Freesync: No license fee, no additional hardware needed to add to your monitor, uses a built-in feature of DisplayPort 1.2a, hmm... It's an implementation of a standard. None of the connotations of "proprietary" apply. Do you also complain that AMI and Phoenix have their own BIOS implementations, and that Intel and AMD have their own x86 implementations, and that BouncyCastle and OpenSSL each have their own crypto implementations?

Mantle: Duh. It's an interface for their specific hardware. Do you expect Atheros to write drivers that work with Broadcom chips, too?


----------



## HumanSmoke (Mar 2, 2015)

petteyg359 said:


> Freesync: No license fee, no additional hardware needed to add to your monitor, uses a built-in feature of DisplayPort 1.2a, hmm... It's an implementation of a standard. None of the connotations of "proprietary" apply.


Seems you don't understand some of the terms you're using. FreeSync is hardware limited to the extent that even a large number of AMD's own graphics cards aren't supported (notably the HD 7000, 6000 series, and a whole bunch of *R* (-5/-7/-9) ebranded cards launched - in some cases, less than a year ago)








petteyg359 said:


> Do you also complain that AMI and Phoenix have their own BIOS implementations,


arbiter was showing examples of AMD proprietary tech, and you quote other examples of proprietary tech for what reason exactly?
American Megatrends and Phoenix BIOS's are proprietary tech, and has been since Phoenix devised their BIOS and started *charging $290,000 per vendor licence* and $25 per BIOS ROM chip in May 1984.


petteyg359 said:


> Mantle: Duh. It's an interface for their specific hardware


"an interface for their specific hardware" is pretty much a definition of proprietary.


petteyg359 said:


> Do you expect Atheros to write drivers that work with Broadcom chips, too?


How is this any different from expecting Nvidia to write engine code for AMD's driver and hardware? Because one thing is certain, AMD has no interest in using, nor supporting PhysX.

RECORD LIST =>
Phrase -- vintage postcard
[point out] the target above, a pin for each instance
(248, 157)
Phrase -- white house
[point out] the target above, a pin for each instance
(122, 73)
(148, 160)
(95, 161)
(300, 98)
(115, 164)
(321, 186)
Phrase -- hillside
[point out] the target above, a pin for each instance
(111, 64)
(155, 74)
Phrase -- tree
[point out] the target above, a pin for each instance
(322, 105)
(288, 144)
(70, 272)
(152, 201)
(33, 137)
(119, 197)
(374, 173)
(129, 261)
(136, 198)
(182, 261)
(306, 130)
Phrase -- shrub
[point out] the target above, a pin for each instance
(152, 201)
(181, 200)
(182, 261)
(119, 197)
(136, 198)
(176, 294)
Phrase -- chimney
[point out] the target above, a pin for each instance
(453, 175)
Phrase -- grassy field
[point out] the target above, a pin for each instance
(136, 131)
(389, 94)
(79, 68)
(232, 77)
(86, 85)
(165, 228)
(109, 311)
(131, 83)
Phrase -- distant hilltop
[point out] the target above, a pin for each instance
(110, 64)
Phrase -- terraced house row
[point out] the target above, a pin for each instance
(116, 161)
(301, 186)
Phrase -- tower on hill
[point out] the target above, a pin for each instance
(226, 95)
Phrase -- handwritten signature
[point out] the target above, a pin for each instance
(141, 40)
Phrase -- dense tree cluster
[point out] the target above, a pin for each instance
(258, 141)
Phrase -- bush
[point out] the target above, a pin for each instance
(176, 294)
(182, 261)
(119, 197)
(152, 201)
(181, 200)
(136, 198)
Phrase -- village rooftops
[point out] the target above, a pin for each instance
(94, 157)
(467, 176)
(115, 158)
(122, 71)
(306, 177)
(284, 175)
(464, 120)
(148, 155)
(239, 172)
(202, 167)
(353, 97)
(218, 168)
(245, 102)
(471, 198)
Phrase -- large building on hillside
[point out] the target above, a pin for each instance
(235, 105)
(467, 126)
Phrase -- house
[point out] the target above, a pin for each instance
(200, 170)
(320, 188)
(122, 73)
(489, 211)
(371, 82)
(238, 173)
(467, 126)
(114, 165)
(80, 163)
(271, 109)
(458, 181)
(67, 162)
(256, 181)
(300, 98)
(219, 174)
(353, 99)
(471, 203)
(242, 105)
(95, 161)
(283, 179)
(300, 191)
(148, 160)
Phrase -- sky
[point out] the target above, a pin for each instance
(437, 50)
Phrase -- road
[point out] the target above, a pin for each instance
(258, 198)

TASK INSTRUCTIONS =>
1 - In the forum thread about FreeSync and proprietary technology, what fee per vendor license did Phoenix start charging in May 1984?
2 - Continue the forum thread about FreeSync, Mantle and proprietary technology from its last sentence.
The records have nothing to do with the text.

RESPONSES FOR EACH TASK =>
1 - $290,000 per vendor license.

2 -
----------



## petteyg359 (Mar 2, 2015)

HumanSmoke said:


> "an interface for their specific hardware" is pretty much a definition of proprietary.



Hence the "duh" when somebody complains that it is proprietary. Of course it is proprietary. The whole point is that you don't expect nVidia to code for it, no more than you expect Atheros to write Broadcom drivers.



HumanSmoke said:


> How is this any different from expecting Nvidia to write engine code for AMD's driver and hardware? Because one thing is certain, AMD has no interest in using, nor supporting PhysX.



1. Because nobody ever asked nVidia to write Mantle code.
2. I doubt nVidia ever offered the implementation details without requesting a bunch of money in exchange.

You think it's okay to complain that nVidia would have to license Mantle, but whine about AMD not having licensed PhysX in the same breath? 



HumanSmoke said:


> Seems you don't understand some of the terms you're using. FreeSync is hardware limited



Seems you don't understand your own argument. It's hardware limited just like 4k over HDMI, 9k jumbo packets, and AVX. It requires DisplayPort 1.2a because that's where the specification exists to be implemented. A claim of it being "proprietary" is more like "My hardware is too old for this new stuff! Why can't I run this x64 AVX code on my Pentium 4?! I'm gonna whine about it!" nVidia supports DisplayPort; there's absolutely nothing stopping them from creating their own Adaptive-Sync driver-side implementation (and they could even call it Expensive$ync if they want to confuse people who don't understand that it is just an implementation of a damn standard just like FreeSync).


----------



## HumanSmoke (Mar 2, 2015)

petteyg359 said:


> Hence the "duh" when somebody complains that it is proprietary. *Of course it is proprietary*. The whole point is that you don't expect nVidia to code for it, no more than you expect Atheros to write Broadcom drivers.


So now its proprietary. You've just said it wasn't


petteyg359 said:


> None of the connotations of "proprietary" apply.


You can understand how people might no be following your logic, right?


petteyg359 said:


> 1. Because nobody ever asked nVidia to write Mantle code.


Don't think they care TBH. Also, they'd be shit out of luck even if they had. AMD's Mantle is closed Beta. Even Intel has been denied access.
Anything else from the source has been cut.